— start STORED RECORDS —
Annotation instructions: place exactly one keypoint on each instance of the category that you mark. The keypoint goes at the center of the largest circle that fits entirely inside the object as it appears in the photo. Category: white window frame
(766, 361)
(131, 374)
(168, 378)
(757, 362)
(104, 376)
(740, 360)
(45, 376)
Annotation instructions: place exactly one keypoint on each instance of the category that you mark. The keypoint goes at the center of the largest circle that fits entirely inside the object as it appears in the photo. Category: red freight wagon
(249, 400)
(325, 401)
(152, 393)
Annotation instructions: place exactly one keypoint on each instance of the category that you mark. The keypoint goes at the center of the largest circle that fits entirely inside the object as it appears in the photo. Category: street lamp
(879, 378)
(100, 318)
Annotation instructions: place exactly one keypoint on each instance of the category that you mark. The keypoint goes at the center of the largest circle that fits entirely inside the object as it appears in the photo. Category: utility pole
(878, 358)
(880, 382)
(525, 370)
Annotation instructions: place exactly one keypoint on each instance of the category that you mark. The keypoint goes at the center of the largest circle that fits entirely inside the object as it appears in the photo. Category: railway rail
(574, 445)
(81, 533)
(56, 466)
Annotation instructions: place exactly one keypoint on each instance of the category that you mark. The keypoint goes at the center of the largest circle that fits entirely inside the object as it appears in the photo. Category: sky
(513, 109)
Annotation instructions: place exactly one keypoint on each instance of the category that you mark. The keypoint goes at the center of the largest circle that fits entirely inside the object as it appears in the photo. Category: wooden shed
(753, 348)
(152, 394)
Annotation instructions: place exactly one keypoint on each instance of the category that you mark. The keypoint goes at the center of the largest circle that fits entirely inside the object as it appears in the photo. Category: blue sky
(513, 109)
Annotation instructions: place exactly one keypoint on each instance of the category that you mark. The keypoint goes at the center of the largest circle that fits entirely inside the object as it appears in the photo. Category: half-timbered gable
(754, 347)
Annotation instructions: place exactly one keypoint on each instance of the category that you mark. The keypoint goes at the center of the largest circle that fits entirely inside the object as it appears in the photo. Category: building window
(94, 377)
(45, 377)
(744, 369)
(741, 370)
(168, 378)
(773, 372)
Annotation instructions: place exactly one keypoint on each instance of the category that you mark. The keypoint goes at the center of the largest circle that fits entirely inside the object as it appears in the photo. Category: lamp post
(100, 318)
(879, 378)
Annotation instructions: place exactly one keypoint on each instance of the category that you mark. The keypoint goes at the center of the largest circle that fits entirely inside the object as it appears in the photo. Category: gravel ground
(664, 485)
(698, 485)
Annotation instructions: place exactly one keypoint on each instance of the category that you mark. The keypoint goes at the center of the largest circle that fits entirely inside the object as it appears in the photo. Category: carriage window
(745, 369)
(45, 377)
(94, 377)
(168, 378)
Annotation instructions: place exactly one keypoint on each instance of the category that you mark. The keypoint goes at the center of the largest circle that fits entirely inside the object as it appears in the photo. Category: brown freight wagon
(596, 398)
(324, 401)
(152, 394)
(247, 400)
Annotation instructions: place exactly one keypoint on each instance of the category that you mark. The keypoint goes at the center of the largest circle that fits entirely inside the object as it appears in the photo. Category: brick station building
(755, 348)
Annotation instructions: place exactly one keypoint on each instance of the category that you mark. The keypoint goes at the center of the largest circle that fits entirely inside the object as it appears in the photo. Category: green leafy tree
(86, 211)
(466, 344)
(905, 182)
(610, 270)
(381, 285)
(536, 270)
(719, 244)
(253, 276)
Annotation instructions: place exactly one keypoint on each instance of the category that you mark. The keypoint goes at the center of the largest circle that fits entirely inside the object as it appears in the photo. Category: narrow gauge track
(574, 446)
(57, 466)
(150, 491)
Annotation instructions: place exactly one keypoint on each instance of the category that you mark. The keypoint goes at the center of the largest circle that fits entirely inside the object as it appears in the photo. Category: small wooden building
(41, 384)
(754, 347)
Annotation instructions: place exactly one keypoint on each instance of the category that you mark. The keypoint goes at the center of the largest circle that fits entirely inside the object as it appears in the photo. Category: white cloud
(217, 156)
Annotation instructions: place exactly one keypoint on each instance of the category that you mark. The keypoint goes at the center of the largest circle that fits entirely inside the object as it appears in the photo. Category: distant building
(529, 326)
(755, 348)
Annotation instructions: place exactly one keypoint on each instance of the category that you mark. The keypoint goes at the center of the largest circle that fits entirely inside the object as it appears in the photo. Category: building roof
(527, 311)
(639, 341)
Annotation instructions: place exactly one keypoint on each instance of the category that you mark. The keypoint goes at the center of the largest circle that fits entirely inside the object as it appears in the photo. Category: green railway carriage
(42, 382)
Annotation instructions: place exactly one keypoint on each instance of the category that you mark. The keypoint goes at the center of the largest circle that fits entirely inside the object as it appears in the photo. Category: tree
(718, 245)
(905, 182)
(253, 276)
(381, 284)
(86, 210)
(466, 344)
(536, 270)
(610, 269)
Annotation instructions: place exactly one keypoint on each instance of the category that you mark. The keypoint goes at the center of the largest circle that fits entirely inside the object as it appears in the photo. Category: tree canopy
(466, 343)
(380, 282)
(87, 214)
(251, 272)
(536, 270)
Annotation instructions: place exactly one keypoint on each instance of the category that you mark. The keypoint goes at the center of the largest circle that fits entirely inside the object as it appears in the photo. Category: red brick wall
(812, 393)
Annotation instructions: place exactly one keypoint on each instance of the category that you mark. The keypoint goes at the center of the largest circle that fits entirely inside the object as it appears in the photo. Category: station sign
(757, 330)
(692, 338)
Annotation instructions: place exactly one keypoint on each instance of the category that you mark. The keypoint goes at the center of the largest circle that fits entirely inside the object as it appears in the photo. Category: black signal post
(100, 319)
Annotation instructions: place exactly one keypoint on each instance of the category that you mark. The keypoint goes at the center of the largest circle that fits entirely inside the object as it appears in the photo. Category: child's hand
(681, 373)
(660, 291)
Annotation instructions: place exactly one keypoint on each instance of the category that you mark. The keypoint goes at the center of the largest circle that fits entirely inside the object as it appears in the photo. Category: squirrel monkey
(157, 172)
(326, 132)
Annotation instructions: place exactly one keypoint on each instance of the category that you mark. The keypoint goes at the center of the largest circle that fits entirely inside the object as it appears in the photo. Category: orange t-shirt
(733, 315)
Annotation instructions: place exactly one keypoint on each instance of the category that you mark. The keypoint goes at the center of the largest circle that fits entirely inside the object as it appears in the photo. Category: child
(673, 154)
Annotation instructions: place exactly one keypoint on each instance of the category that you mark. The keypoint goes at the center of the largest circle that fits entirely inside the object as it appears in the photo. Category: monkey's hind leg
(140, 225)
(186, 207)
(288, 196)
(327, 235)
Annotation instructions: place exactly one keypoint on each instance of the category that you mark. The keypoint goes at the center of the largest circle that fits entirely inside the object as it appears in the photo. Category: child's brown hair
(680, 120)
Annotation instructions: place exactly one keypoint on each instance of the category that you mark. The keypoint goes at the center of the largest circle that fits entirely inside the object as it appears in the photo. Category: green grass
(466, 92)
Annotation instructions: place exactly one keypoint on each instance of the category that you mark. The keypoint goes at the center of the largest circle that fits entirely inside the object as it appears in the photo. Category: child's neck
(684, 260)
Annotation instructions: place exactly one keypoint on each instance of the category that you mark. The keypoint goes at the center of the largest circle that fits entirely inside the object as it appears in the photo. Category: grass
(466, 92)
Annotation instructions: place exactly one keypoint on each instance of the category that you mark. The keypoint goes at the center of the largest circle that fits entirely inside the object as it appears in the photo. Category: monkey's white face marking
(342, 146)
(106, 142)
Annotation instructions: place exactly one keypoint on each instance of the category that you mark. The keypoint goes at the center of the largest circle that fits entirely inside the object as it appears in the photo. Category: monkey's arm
— end STORED RECORDS —
Write out every line of the data above, word for word and in the same order.

- [THE ANSWER]
Annotation instructions: place exactly one keypoint on each instance of the category that you mark. The keypoint goes at the center of the largest circle that fits entirely inside the object as it appears in the photo. Category: white window frame
(766, 361)
(131, 374)
(168, 378)
(757, 362)
(104, 376)
(740, 360)
(45, 376)
Annotation instructions: place exactly one keypoint on each instance of the category that you mark. The keypoint goes at the center of the largest circle that fits entirely inside the object as it appears in the photo. Category: red freight wagon
(249, 400)
(325, 401)
(152, 393)
Annotation instructions: place exactly one keypoint on each instance of the category that you mark. The keypoint goes at the center of the largest circle that fits entirely inside the object as it appears in the photo. Category: street lamp
(879, 378)
(100, 318)
Annotation instructions: place exactly one keypoint on each instance of the category that you mark. The keypoint goes at the center of the largest circle that fits entirely inside the object as it appears in the photo. Category: utility pole
(878, 358)
(880, 382)
(525, 370)
Annotation instructions: place exactly one keypoint on each instance of the category that you mark. The keypoint goes at the center of the largest circle that fits entirely inside the object as it appears in the photo. Category: railway rail
(574, 445)
(81, 533)
(56, 466)
Annotation instructions: place exactly one keypoint on each instance of the category that you mark. The keypoint goes at the center of the largest circle that fits entirely inside the object as it appears in the photo. Category: sky
(513, 109)
Annotation instructions: place exactly one keypoint on each instance of the category that you mark. The keypoint goes at the center of the largest circle that fits entirely inside the object as it appears in the photo. Category: wooden shed
(753, 348)
(152, 394)
Annotation instructions: place exactly one keypoint on each instance of the category that you mark. The keypoint goes at the center of the largest circle that fits entirely inside the object as it appears in the photo. Category: blue sky
(513, 109)
Annotation instructions: place exactly one keypoint on each instance of the category that you mark. The keypoint goes at the center of the largest circle that fits entirely inside the object as it appears in the photo. Category: half-timbered gable
(754, 347)
Annotation instructions: place exactly one keypoint on each instance of the category that you mark. The keypoint goes at the center of the largest circle that fits entirely inside the object as it appears in the photo. Category: building window
(94, 377)
(45, 377)
(744, 369)
(741, 370)
(168, 378)
(773, 372)
Annotation instructions: place exactly one keypoint on each instance of the category that you mark. The keypoint goes at the center of the largest circle that fits entirely inside the object as it appears in the photo. Category: lamp post
(100, 318)
(879, 378)
Annotation instructions: place exactly one keypoint on each instance of the category that you mark. The keypoint goes at the center of the largest circle that fits entirely inside the object as it appears in the photo. Category: gravel ground
(664, 485)
(698, 485)
Annotation instructions: place exactly one keypoint on each instance of the category that you mark. The keypoint goes at the center of the largest circle that fits entirely inside the object as it appears in the photo. Category: carriage window
(745, 369)
(45, 377)
(94, 377)
(168, 378)
Annotation instructions: place exactly one keypoint on each instance of the category that you mark. The keypoint goes at the center of the largest circle that fits entirely inside the object as it appears in the photo. Category: brown freight wagon
(596, 398)
(324, 401)
(152, 394)
(247, 400)
Annotation instructions: place exactly one keypoint on each instance of the category that you mark. The keypoint goes at the center of the largest circle that fits entirely inside the object as it appears in the photo. Category: brick station building
(755, 348)
Annotation instructions: place exactly one keypoint on each instance of the category that you mark. The keypoint goes at the center of the largest circle that fits entirely inside the object as it appears in the photo. Category: green leafy tree
(86, 211)
(466, 344)
(905, 182)
(610, 270)
(381, 285)
(536, 270)
(719, 244)
(253, 276)
Annotation instructions: place exactly one keypoint on each instance of the category that you mark. The keypoint goes at the center of the largest circle that fits entirely inside the object as it appears in the photo. Category: narrow gauge track
(574, 446)
(57, 466)
(150, 491)
Annotation instructions: place exactly one keypoint on each instance of the category that you mark. The keypoint goes at the center of the largest circle that fits entirely inside the object as it appears in the photo. Category: small wooden building
(41, 384)
(754, 347)
Annotation instructions: place exactly one keypoint on each instance of the category that you mark. The keypoint goes at the center of the largest circle that fits entirely inside the object as it appears in the photo. Category: white cloud
(217, 156)
Annotation instructions: place exactly one keypoint on each instance of the category that you mark. The keypoint goes at the center of the largest circle that fits entirely inside the object as it appears in the photo. Category: distant building
(529, 326)
(755, 348)
Annotation instructions: place exactly one keypoint on each instance of the category that you mark. The keypoint goes at the center of the largest circle that fits entirely inside the object as it appears in the photo. Category: building roof
(527, 311)
(639, 341)
Annotation instructions: place exactly one keypoint on each instance of the category that you mark. The keypoint goes at the center of the largest circle that fits entirely inside the object as it appears in the photo. Category: green railway carriage
(42, 382)
Annotation instructions: place exactly one keypoint on each instance of the category that you mark. The keypoint goes at the center of the largest circle that fits entirely inside the object as it appears in the photo. Category: tree
(718, 245)
(905, 182)
(253, 276)
(381, 284)
(86, 210)
(466, 344)
(536, 270)
(610, 269)
Annotation instructions: place exactly one keypoint on each instance of the category that you mark. The keypoint goes at the center of the largest circle that fits entirely inside the object as it appears in the photo. Category: tree canopy
(466, 343)
(380, 282)
(87, 214)
(251, 272)
(536, 270)
Annotation instructions: place exactly one keypoint on each instance of the category that you mark. The keypoint goes at the center of the largest circle that fits entirely inside the object as it appears in the photo. Category: red brick wall
(812, 393)
Annotation instructions: place exactly one keypoint on each instance of the category that you mark. The keypoint goes at the center of the largest circle that fits entirely inside the object as it appears in the photo. Category: station sign
(757, 330)
(692, 338)
Annotation instructions: place exactly one keypoint on each instance of the category that you mark. The keypoint goes at the center of the largest circle that fits entirely inside the object as it appears in the photo. Category: black signal post
(100, 319)
Annotation instructions: place exactly one keypoint on each instance of the category that you mark. The keypoint goes at the center of the largest circle that fits entirely inside the object as it appears in the photo. Category: child's hand
(681, 373)
(660, 291)
Annotation instructions: place exactly one keypoint on each instance of the category that you mark. The keypoint goes at the center of the largest circle that fits entirely inside the object as it appears in the photo. Category: squirrel monkey
(157, 172)
(326, 132)
Annotation instructions: place exactly one keypoint on each instance of the category that you mark. The keypoint goes at the center of the largest circle that fits entirely inside the object as it appears in the photo. Category: orange t-shirt
(733, 315)
Annotation instructions: place exactly one keypoint on each instance of the category that you mark. The keypoint goes at the center of the largest circle that fits entirely inside the object as it appears in the photo. Category: child
(673, 154)
Annotation instructions: place exactly one keypoint on each instance of the category that you mark. The keypoint goes at the center of the largest circle that fits entirely inside the object as it appears in the photo. Category: monkey's hind leg
(140, 225)
(186, 207)
(288, 196)
(327, 235)
Annotation instructions: place exactly one keypoint on each instance of the category that you mark. The keypoint goes at the center of the largest circle that fits entirely inside the object as it appears in the photo. Category: child's brown hair
(680, 120)
Annotation instructions: place exactly one keypoint on each instance of the category that you mark. The keypoint goes at the center of the largest circle that fits entirely inside the object as it appears in the photo. Category: green grass
(466, 92)
Annotation instructions: place exactly one keypoint on each instance of the category that you mark. The keypoint goes at the center of the largest circle that fits entirely inside the object as it appears in the photo. Category: child's neck
(684, 260)
Annotation instructions: place exactly one keypoint on each instance of the category that you mark. The keypoint goes at the center of the largest circle that fits entirely inside the object as it appears in the photo. Category: grass
(466, 92)
Annotation instructions: place exactly one keypoint on each instance of the category that you mark. The keypoint goes at the center of the largest circle that fits entirely inside the object as it appears in the photo. Category: monkey's white face marking
(342, 146)
(106, 142)
Annotation instructions: place exactly one keypoint on each instance of the category that you mark. The keypoint goes at the center of the largest circle that fits entirely inside the object as it appears in the photo. Category: monkey's arm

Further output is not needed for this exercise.